(begin)

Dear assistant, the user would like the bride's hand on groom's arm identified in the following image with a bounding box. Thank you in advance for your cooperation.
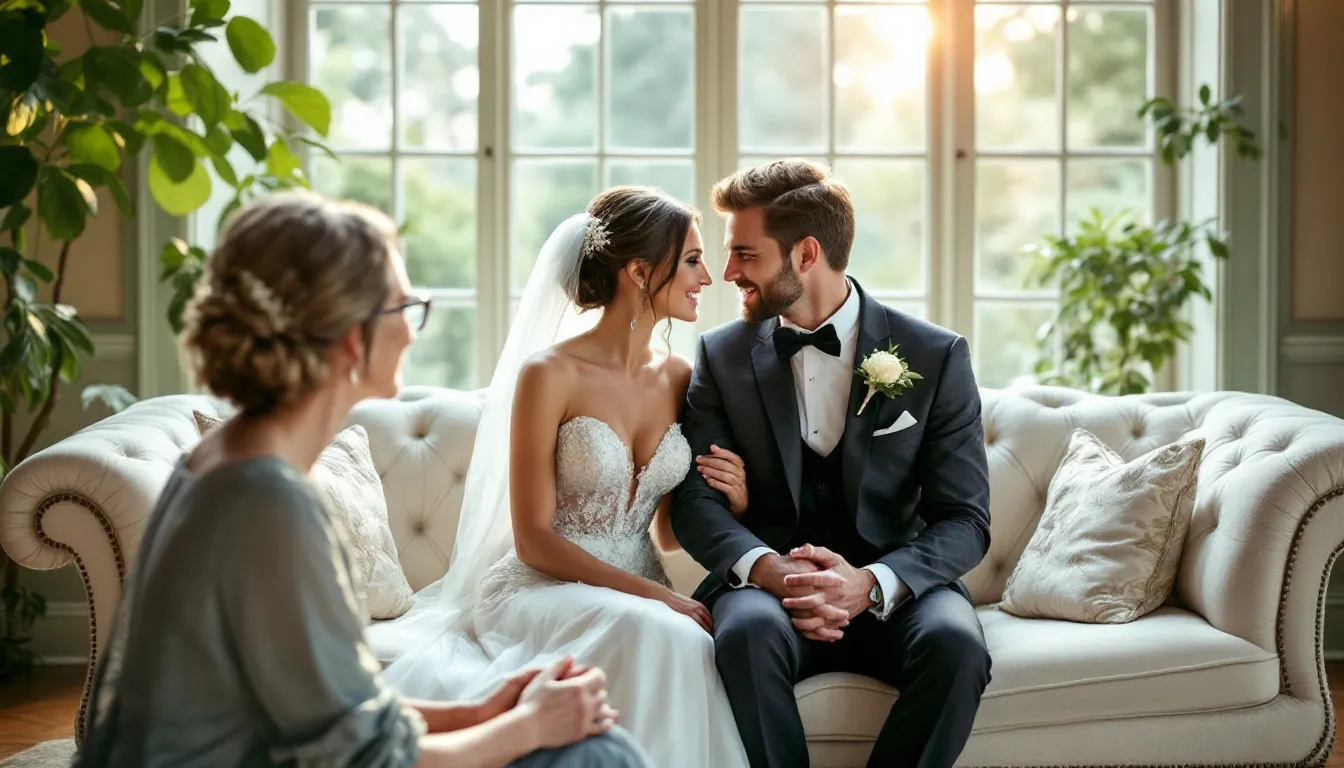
[695,445,747,518]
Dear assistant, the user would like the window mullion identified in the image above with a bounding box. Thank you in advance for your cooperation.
[476,0,512,386]
[930,0,976,338]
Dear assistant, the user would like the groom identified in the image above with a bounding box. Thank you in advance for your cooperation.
[672,160,991,768]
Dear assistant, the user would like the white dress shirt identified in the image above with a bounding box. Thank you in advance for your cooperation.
[732,282,906,619]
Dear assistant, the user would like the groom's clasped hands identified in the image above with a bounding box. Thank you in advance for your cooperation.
[751,543,876,643]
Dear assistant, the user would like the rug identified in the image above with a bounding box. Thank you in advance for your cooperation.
[0,738,75,768]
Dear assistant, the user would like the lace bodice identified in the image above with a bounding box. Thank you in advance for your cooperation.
[481,416,691,607]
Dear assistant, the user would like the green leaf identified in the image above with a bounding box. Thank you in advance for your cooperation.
[23,258,56,282]
[149,153,211,217]
[164,73,195,117]
[66,163,136,219]
[206,125,234,157]
[155,133,196,184]
[65,124,121,171]
[261,81,332,136]
[210,155,238,190]
[266,139,302,179]
[79,385,136,413]
[0,15,46,93]
[233,112,266,163]
[224,16,276,73]
[85,47,155,106]
[4,91,42,136]
[0,145,38,207]
[0,203,32,231]
[179,63,233,128]
[0,246,24,278]
[79,0,132,35]
[191,0,230,27]
[38,165,97,239]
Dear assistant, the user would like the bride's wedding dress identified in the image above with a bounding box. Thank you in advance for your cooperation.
[473,416,746,768]
[379,214,747,768]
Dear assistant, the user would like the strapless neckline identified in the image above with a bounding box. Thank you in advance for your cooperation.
[560,416,681,512]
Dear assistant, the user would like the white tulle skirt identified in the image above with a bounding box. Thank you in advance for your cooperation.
[371,580,747,768]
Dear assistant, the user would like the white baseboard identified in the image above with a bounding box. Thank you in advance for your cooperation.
[42,656,89,667]
[47,600,89,619]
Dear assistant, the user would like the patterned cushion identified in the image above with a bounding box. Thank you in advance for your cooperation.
[192,410,414,619]
[1000,429,1204,624]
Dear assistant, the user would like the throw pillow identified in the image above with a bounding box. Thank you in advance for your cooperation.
[999,429,1204,624]
[192,410,415,619]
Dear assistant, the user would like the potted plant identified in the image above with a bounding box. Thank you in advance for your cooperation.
[0,0,331,675]
[1025,85,1259,394]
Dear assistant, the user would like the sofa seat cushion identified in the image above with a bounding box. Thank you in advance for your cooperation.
[794,607,1278,741]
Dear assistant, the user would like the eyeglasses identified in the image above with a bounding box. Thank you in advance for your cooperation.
[383,297,430,331]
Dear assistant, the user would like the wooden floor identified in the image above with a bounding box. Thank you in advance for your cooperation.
[0,662,1344,768]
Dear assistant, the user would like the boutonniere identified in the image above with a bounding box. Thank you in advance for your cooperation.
[855,346,923,416]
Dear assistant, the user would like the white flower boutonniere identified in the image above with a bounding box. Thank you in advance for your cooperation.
[855,346,923,416]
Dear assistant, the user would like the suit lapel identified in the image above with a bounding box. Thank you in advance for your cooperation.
[751,319,802,510]
[841,282,891,515]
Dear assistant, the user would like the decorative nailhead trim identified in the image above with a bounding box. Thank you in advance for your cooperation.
[26,486,1344,768]
[32,492,126,744]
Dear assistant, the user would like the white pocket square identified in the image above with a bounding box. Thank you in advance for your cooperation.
[872,410,915,437]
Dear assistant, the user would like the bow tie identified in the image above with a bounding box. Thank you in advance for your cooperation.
[771,324,840,360]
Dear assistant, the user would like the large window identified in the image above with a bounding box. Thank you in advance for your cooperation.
[302,0,1172,387]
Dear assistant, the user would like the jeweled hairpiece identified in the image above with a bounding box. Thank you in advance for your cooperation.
[583,217,612,258]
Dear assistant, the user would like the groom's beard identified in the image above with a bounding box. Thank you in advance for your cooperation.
[735,258,802,323]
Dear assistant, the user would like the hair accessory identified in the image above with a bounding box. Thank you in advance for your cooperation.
[583,215,612,258]
[238,269,289,334]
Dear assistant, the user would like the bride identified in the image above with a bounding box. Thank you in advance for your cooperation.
[384,187,747,768]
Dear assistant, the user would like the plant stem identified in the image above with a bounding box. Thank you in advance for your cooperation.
[9,239,74,468]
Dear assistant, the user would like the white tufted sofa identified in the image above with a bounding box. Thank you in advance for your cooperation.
[0,387,1344,767]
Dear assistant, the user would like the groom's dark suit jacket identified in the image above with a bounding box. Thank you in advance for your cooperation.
[672,281,989,610]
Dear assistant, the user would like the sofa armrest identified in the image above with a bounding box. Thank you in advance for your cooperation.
[1176,395,1344,709]
[0,395,227,740]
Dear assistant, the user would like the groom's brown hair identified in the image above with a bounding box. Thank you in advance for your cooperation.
[711,159,855,272]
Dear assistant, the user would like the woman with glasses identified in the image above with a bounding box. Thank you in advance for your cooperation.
[77,192,645,768]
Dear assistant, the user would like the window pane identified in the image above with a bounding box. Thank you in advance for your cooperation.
[309,149,392,215]
[973,301,1055,387]
[976,5,1059,149]
[835,157,926,291]
[603,160,695,206]
[308,5,392,149]
[402,300,477,389]
[512,160,597,289]
[1064,160,1152,227]
[512,4,602,149]
[402,157,476,288]
[606,7,695,151]
[832,5,933,151]
[1068,8,1152,148]
[976,160,1059,291]
[396,5,481,149]
[738,5,828,152]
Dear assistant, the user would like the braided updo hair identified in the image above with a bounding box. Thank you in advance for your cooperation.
[181,191,396,414]
[570,186,700,309]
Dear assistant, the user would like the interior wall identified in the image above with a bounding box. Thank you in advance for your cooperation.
[15,9,137,663]
[1278,0,1344,658]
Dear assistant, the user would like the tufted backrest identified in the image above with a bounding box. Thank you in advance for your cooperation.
[349,387,485,590]
[63,387,1311,609]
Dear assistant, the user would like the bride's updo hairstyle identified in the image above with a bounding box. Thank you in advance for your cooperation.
[570,186,700,311]
[181,191,396,414]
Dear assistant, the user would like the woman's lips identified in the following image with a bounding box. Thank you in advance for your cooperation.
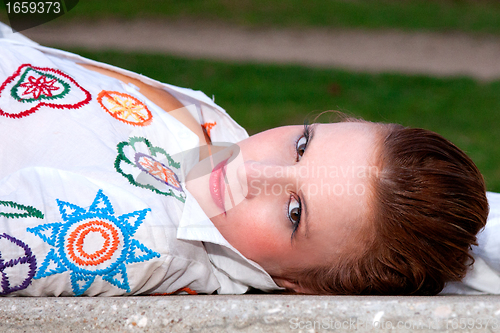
[209,158,229,213]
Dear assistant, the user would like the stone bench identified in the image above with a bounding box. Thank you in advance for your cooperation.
[0,294,500,333]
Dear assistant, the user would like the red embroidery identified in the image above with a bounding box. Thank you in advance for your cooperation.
[150,287,198,296]
[20,76,61,99]
[97,90,153,126]
[0,64,92,118]
[201,121,217,138]
[138,155,181,188]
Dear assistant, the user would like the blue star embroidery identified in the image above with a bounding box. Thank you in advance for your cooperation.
[27,190,160,296]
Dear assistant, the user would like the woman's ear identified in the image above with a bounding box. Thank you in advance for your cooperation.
[273,277,316,294]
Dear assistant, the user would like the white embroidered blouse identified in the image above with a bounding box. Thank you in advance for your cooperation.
[0,34,279,296]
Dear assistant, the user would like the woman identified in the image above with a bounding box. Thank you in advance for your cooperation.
[0,24,488,295]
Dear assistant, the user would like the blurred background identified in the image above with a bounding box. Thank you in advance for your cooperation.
[0,0,500,192]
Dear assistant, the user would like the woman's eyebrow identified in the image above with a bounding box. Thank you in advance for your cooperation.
[298,188,309,238]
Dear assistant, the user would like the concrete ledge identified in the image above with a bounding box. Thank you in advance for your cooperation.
[0,295,500,333]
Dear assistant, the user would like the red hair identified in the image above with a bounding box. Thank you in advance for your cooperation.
[290,124,489,295]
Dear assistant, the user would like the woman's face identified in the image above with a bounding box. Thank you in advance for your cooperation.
[186,122,378,288]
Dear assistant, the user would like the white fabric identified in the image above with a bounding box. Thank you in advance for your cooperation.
[0,27,279,296]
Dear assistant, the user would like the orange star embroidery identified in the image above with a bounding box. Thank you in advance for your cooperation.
[97,90,153,126]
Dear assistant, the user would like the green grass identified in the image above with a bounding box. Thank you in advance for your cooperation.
[42,0,500,34]
[68,50,500,192]
[0,0,500,34]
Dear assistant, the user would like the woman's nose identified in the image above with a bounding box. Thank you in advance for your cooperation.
[237,161,291,199]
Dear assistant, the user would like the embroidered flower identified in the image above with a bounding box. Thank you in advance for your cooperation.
[201,121,217,138]
[115,137,186,202]
[0,233,36,295]
[97,90,153,126]
[27,190,160,296]
[0,64,92,118]
[19,75,61,99]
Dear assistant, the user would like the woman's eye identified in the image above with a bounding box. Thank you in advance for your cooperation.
[288,195,301,232]
[296,136,307,162]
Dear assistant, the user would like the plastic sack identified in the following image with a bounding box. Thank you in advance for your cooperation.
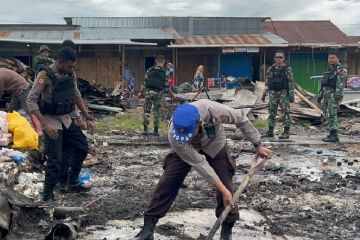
[79,168,92,184]
[7,111,39,150]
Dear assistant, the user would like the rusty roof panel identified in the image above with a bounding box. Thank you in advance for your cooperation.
[172,33,287,47]
[263,20,355,45]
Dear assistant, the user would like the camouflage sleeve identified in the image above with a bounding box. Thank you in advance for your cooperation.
[140,70,149,92]
[286,66,295,101]
[335,67,347,98]
[164,70,171,92]
[286,66,295,91]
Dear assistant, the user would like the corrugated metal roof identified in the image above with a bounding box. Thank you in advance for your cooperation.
[349,36,360,44]
[64,16,268,35]
[80,27,176,40]
[170,33,288,48]
[0,28,177,45]
[263,20,355,47]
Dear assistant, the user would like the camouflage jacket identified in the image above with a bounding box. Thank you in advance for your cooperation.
[263,64,295,98]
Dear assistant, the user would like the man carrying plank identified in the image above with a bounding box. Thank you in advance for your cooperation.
[135,99,270,240]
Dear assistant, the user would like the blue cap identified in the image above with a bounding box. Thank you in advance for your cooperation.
[172,103,200,143]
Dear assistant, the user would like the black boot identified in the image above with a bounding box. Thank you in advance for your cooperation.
[322,130,339,142]
[279,128,290,139]
[54,172,69,193]
[66,169,91,192]
[43,183,55,202]
[143,125,149,136]
[154,126,159,136]
[220,223,234,240]
[266,127,274,138]
[133,215,159,240]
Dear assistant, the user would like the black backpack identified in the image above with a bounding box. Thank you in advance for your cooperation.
[145,67,166,90]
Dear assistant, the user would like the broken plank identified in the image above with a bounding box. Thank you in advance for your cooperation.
[108,140,170,147]
[224,89,257,108]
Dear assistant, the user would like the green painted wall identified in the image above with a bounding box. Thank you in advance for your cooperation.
[288,53,327,94]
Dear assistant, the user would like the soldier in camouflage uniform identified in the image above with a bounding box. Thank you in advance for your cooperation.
[262,50,294,139]
[318,53,347,142]
[143,55,174,136]
[34,45,55,75]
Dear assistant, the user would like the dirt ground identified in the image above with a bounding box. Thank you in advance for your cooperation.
[5,121,360,240]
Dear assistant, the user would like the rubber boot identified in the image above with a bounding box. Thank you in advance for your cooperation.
[279,128,290,139]
[220,223,234,240]
[266,127,274,138]
[66,169,91,192]
[133,215,159,240]
[323,130,339,142]
[0,229,7,240]
[43,183,55,202]
[143,125,149,136]
[154,126,159,136]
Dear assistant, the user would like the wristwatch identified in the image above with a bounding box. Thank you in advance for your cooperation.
[253,141,261,148]
[85,116,94,121]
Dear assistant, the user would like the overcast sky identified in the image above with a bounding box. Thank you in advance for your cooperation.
[0,0,360,35]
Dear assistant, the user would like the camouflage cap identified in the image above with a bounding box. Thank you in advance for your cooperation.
[39,45,50,52]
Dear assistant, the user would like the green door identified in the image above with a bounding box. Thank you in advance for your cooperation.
[288,53,327,94]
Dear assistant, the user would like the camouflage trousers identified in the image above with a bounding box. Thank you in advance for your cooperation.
[322,89,341,130]
[268,91,291,128]
[143,90,163,127]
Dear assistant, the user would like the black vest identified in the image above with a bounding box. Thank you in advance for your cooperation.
[268,66,289,91]
[145,67,166,90]
[321,66,337,89]
[39,67,75,115]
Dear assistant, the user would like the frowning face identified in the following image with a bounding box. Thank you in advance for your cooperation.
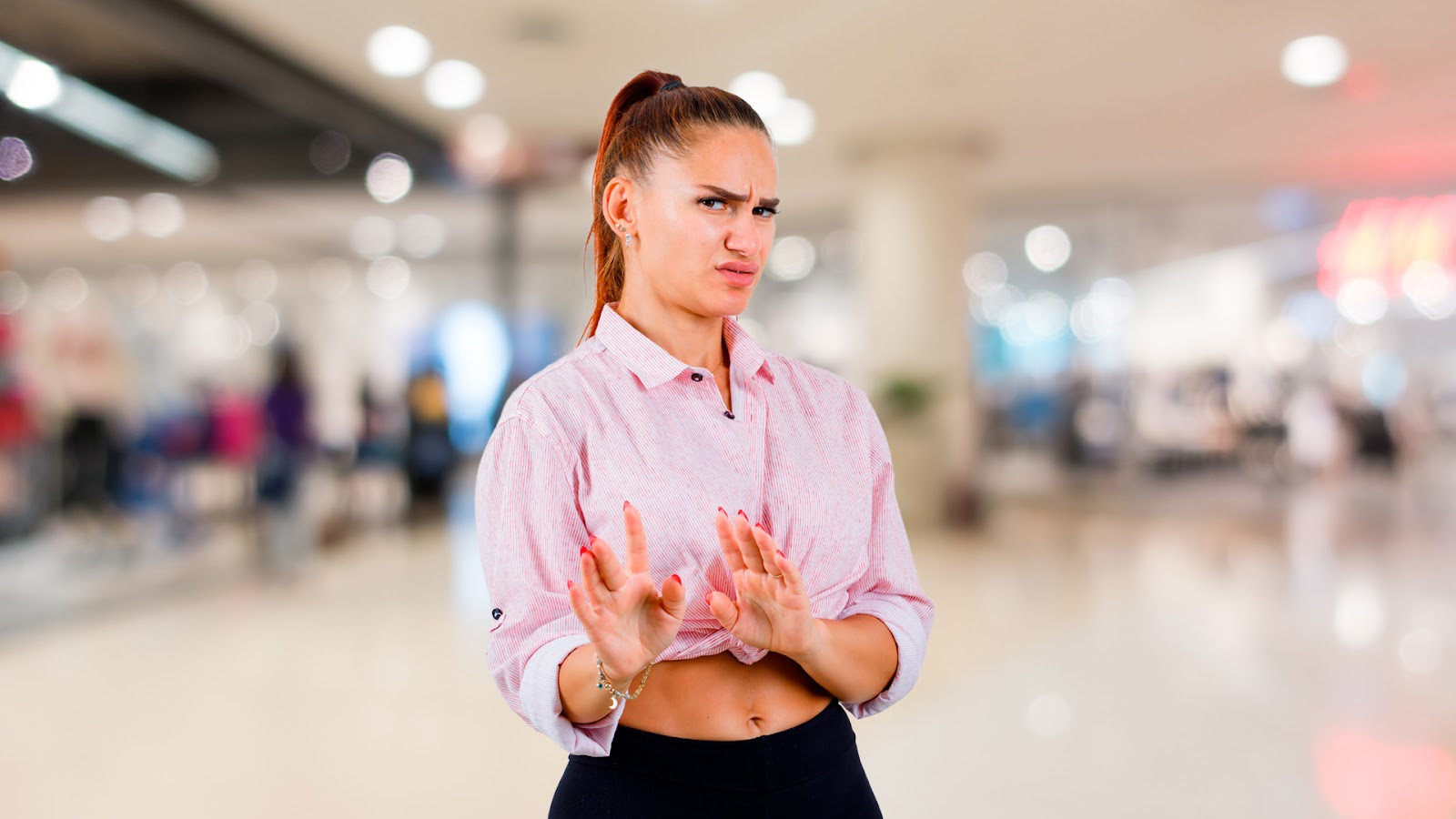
[606,128,779,318]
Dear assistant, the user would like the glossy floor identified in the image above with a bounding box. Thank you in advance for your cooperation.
[0,470,1456,819]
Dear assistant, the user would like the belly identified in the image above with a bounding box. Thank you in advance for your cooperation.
[622,652,833,741]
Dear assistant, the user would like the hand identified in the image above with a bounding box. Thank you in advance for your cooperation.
[566,502,687,689]
[708,509,820,657]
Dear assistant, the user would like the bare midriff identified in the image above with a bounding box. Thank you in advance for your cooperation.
[622,652,833,742]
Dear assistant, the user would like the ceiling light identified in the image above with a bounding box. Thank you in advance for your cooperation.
[367,26,430,77]
[425,60,485,109]
[1279,35,1350,87]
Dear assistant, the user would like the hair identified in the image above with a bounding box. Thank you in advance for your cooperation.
[578,66,772,344]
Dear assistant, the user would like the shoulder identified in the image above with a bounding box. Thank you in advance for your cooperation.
[764,351,875,421]
[500,339,604,437]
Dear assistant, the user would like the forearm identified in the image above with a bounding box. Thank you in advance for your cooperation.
[556,642,612,724]
[788,615,900,703]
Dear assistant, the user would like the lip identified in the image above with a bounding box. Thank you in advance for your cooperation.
[718,262,759,276]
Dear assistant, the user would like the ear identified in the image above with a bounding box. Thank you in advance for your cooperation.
[602,177,639,233]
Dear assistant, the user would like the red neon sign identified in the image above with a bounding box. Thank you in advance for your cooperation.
[1318,197,1456,296]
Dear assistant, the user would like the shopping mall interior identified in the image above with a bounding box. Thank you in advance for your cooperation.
[0,0,1456,819]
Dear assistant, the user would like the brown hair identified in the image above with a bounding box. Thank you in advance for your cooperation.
[577,71,772,344]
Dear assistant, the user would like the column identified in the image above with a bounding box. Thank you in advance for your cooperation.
[849,138,978,526]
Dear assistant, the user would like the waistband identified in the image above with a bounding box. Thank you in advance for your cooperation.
[571,693,857,792]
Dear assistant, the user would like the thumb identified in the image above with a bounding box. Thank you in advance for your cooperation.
[706,592,738,632]
[662,574,687,620]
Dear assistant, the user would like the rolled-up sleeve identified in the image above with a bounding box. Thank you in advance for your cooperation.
[840,390,935,717]
[475,417,626,756]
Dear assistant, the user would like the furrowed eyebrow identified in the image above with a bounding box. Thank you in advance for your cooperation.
[699,185,779,208]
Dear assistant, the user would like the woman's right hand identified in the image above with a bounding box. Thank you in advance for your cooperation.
[566,502,687,682]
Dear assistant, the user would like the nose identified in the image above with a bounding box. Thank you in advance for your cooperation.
[723,208,763,257]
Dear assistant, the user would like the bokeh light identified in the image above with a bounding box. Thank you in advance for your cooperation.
[82,197,133,242]
[0,269,31,317]
[1335,278,1390,324]
[41,267,90,313]
[425,60,485,111]
[364,153,415,204]
[0,137,35,182]
[366,26,430,77]
[1279,35,1350,87]
[5,56,61,111]
[961,250,1006,296]
[364,257,410,300]
[1026,225,1072,272]
[162,262,208,308]
[136,194,187,239]
[769,236,815,281]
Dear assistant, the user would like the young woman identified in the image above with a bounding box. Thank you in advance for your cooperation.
[476,71,935,819]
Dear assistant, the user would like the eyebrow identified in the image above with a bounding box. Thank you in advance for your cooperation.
[699,185,779,208]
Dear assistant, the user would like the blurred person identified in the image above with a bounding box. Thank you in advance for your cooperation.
[476,71,935,817]
[405,369,456,518]
[257,347,313,576]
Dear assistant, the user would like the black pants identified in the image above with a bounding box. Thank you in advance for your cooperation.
[551,703,881,819]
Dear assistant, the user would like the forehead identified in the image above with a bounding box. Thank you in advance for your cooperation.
[655,128,779,190]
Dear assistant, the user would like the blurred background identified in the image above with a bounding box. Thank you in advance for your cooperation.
[0,0,1456,819]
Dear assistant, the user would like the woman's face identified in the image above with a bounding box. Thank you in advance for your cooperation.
[626,128,779,318]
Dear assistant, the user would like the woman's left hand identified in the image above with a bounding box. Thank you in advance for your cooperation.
[708,509,818,657]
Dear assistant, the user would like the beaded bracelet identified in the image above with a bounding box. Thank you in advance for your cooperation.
[597,657,657,711]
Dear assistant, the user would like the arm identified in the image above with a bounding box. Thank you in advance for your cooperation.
[788,615,900,703]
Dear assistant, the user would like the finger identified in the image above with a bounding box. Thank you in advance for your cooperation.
[706,592,738,632]
[733,509,763,572]
[748,523,784,574]
[622,501,648,574]
[581,547,612,606]
[566,580,597,634]
[662,574,687,620]
[713,506,744,571]
[587,538,628,592]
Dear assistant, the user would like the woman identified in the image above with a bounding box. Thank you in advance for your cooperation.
[476,71,934,817]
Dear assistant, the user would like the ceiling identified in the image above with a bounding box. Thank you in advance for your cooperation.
[178,0,1456,208]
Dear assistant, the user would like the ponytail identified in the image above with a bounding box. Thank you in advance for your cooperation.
[577,71,769,344]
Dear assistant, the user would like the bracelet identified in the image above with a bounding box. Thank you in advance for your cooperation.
[597,656,657,711]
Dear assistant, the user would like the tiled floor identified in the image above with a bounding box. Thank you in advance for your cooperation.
[0,466,1456,819]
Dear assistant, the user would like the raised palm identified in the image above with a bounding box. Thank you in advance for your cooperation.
[568,504,687,686]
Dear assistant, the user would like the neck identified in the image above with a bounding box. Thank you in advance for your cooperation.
[616,291,728,369]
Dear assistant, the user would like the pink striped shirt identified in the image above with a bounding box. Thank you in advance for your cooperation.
[476,305,935,756]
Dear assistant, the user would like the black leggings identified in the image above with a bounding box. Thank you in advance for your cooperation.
[551,693,881,819]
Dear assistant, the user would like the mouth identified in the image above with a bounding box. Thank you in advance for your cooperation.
[718,262,759,276]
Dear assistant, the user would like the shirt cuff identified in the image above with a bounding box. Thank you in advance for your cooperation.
[839,599,925,720]
[520,634,628,756]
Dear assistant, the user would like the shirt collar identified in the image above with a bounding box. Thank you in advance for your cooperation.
[595,301,766,389]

(end)

Give the rows again from the line with "Dear assistant, the user would like the wooden" up to and including the line with "[302,0,1172,387]", with "boutonniere" renamed to "lapel flower" and nothing else changed.

Solution for this task
Dear assistant, the user would like the wooden floor identified in the image above with a bounding box. Thank you in advance for your cooperation.
[0,662,1344,768]
Dear assistant, the user would like the lapel flower identified in the image above with a bounding box. Thank you in advance for your cooperation.
[855,346,923,416]
Dear assistant, the user would like the white flower lapel flower identified in the image above with a bounding box. Thank you in advance for your cooperation.
[855,346,923,416]
Dear assistant, the user would like the suit lapel identified in the image above with a bounding box. Thank you in advance for your cooperation.
[751,319,802,510]
[841,282,891,515]
Dear assistant, the user would like the decorative nailhead trim identified in the image above with a bounding box. Thank you in advance for your cooperation.
[26,486,1344,768]
[32,492,126,744]
Dear assistant, the user would like the white pocket square identified in the image above with a bounding box. Thank you in advance for your cooperation.
[872,410,915,437]
Dear assistant, the user would like the bow tie identified in the image above with a bounding box. Thank you in advance for your cooperation.
[771,324,840,360]
Dear assistant, the user would like the large window identified in the image above with a bounding box. Thank you in advance for your cooperation.
[302,0,1172,387]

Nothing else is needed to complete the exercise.